Reproduce every one of the items below word for word and in the same order.
Start of Data records
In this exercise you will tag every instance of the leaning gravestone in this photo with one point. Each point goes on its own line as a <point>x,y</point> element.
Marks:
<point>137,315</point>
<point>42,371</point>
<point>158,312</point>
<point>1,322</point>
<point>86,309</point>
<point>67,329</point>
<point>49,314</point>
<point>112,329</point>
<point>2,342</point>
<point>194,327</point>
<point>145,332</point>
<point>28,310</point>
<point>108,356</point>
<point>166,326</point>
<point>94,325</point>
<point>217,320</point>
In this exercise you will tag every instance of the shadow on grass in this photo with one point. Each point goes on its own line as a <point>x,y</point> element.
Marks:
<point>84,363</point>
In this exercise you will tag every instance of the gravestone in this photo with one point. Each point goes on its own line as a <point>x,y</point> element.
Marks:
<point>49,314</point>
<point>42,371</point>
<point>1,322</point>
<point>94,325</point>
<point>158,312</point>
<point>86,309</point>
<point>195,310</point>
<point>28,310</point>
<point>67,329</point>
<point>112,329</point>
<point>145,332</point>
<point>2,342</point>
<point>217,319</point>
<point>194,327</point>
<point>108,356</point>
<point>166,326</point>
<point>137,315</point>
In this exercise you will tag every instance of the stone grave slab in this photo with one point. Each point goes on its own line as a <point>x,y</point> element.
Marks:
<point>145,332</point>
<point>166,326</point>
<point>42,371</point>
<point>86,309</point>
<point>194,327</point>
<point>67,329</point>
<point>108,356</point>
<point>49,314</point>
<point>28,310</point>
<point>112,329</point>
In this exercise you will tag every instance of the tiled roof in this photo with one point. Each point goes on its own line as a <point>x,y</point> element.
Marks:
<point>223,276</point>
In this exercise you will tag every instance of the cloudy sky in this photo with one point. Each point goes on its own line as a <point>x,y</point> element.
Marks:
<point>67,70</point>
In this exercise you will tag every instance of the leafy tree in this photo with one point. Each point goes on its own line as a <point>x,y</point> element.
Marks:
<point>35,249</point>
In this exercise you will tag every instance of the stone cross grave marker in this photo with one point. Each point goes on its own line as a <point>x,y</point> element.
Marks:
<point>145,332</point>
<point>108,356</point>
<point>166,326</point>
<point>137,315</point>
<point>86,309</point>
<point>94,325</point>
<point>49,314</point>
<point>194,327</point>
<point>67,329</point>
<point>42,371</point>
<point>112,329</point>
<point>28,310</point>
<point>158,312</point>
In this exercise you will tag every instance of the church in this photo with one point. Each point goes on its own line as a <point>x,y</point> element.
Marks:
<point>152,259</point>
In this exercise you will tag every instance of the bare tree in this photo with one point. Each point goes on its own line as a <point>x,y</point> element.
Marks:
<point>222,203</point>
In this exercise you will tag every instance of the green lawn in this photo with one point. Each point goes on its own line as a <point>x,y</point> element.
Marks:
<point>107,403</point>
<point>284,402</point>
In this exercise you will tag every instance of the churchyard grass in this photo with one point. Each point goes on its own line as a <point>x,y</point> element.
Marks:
End of Data records
▶ Exercise response:
In this exercise you will tag every instance of the leaning gravestone in this photo with one point. Each point goes on its own line as a <point>x,y</point> element.
Marks:
<point>137,315</point>
<point>42,371</point>
<point>158,312</point>
<point>1,322</point>
<point>86,309</point>
<point>67,329</point>
<point>49,314</point>
<point>112,329</point>
<point>2,342</point>
<point>194,327</point>
<point>145,332</point>
<point>28,310</point>
<point>108,356</point>
<point>166,326</point>
<point>94,325</point>
<point>217,320</point>
In this exercise you will tag every instance of the shadow on grass in this photo with one point. Each point goes on its own line as a <point>x,y</point> element.
Marks:
<point>84,363</point>
In this exercise you will tag every instance of the gravestone in this photo with one point. Each point goes on its own line as a <point>x,y</point> element.
Marks:
<point>49,314</point>
<point>42,371</point>
<point>1,322</point>
<point>94,325</point>
<point>158,312</point>
<point>86,309</point>
<point>195,310</point>
<point>28,310</point>
<point>67,329</point>
<point>112,329</point>
<point>145,332</point>
<point>2,342</point>
<point>217,319</point>
<point>194,327</point>
<point>108,356</point>
<point>166,326</point>
<point>137,315</point>
In this exercise you will tag every instance of the stone grave slab in this photo with one point. Each point goes on its own line as a <point>x,y</point> element.
Marks:
<point>145,332</point>
<point>166,326</point>
<point>42,371</point>
<point>86,309</point>
<point>194,327</point>
<point>67,329</point>
<point>108,356</point>
<point>49,314</point>
<point>28,310</point>
<point>112,329</point>
In this exercise you will tag every instance of the tiled roof in this photo with one point. Each point goes on its own line as a <point>x,y</point> element.
Marks:
<point>223,276</point>
In this exercise you will tag every instance of the cloudy sky in this photo with one point. Each point goes on its own line as a <point>x,y</point> element.
Marks:
<point>67,70</point>
In this exercise you will tag every instance of the leafy tree in this photo with one point. Each point goes on its own line as a <point>x,y</point> element.
Marks:
<point>35,249</point>
In this exercise you will tag every instance of the stone cross grave marker in this photo with one point. Each point goes on its own line as a <point>x,y</point> element.
Marks:
<point>145,332</point>
<point>108,356</point>
<point>166,326</point>
<point>137,315</point>
<point>86,309</point>
<point>94,325</point>
<point>49,314</point>
<point>194,327</point>
<point>67,329</point>
<point>42,371</point>
<point>112,329</point>
<point>28,310</point>
<point>158,312</point>
In this exercise you will tag every instance of the church in this photo with one point. Each point goes on its own line as a <point>x,y</point> element.
Marks:
<point>152,259</point>
In this exercise you will tag every instance of the bare tree in this photo with one point. Each point goes on its own line as a <point>x,y</point> element.
Marks:
<point>222,203</point>
In this exercise you will tag every instance of the green lawn in this photo with one point. Each point goes on its own line as a <point>x,y</point> element.
Marks:
<point>107,403</point>
<point>284,402</point>
In this exercise you will tag every instance of the churchyard grass in this photo with one point. Each point goes on its own line as a <point>x,y</point> element.
Marks:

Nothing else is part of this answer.